Given text ->

Thank you, try painting them, I seriously don't see the need to clean that mess up. 



Bearcarver said:


> Pretzels Look Awesome, Foamy!!
> Nice Job!
> Like.
> However, what do you use to wash down the taste of the Lone Star Beers???
> ...



Thanks Bear, You know I find that Rolling Rock makes that Lone Star more palatable. <Chuckles> Those little green 7 oz ponies with the wide mouth.  



SmokinAl said:


> Those look awesome Kevin!
> A big favorite around here, and yours look delicious.
> I like some Kosher or sea salt & mustard on mine!
> Al



Thanks Al.  Bread is just like smoking, pretty simple but requires a little advanced prep.


----------



## foamheart (Dec 22, 2020)

Central PA Cowboy said:


> Good to know. My wife wants to do a bunch of apps for Christmas Eve. Might have to consider these with a beer cheese dip.
> 
> Question for you. Most recipes I see add the dough to boiling water with baking soda. If I’m reading yours correctly, you just brush the dough with the baking soda/water mix?



If you are smoking, they are perfect. I give the dough a hour and a half first rise and generally afterwards they sit on the counter till the ovens ready (or when I have a minute to mess with them). Don't just brush them, you want to paint 'em get that paint dripping off them. It will not hurt a thing.


----------

Exercise brief -> In the pretzel thread, how long a first rise does foamheart give the dough? The items below are unrelated to the pretzel thread and come from another source.

Items drawn from a data source:
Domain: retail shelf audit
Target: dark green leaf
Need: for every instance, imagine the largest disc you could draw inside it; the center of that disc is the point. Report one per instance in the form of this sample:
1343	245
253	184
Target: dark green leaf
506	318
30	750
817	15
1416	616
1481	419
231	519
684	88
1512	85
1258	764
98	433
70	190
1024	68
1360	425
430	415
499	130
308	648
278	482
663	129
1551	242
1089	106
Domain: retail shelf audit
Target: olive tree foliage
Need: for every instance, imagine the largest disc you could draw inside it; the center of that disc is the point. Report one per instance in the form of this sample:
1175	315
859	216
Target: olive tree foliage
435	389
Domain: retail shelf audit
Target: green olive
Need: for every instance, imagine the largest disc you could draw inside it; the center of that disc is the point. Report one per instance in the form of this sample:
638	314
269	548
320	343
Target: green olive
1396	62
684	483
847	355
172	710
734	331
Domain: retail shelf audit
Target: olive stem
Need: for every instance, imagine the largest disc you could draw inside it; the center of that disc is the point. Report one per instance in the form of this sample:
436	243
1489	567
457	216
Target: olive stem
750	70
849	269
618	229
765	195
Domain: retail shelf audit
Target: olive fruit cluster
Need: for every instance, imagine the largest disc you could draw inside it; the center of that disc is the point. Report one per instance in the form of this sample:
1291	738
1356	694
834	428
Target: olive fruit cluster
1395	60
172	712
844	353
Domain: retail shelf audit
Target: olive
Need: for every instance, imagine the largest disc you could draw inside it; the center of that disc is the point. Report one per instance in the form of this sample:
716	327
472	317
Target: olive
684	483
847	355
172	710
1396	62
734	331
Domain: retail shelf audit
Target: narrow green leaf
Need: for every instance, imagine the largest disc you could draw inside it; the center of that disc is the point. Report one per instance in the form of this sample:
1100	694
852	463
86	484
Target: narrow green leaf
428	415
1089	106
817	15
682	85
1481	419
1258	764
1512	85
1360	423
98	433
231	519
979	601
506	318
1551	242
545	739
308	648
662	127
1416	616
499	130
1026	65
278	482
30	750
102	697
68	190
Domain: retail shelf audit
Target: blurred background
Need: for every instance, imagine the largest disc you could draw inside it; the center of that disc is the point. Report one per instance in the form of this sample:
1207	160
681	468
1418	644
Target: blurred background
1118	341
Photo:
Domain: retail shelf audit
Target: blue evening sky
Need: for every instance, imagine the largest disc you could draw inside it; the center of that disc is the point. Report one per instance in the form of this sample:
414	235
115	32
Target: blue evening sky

Task output -> An hour and a half.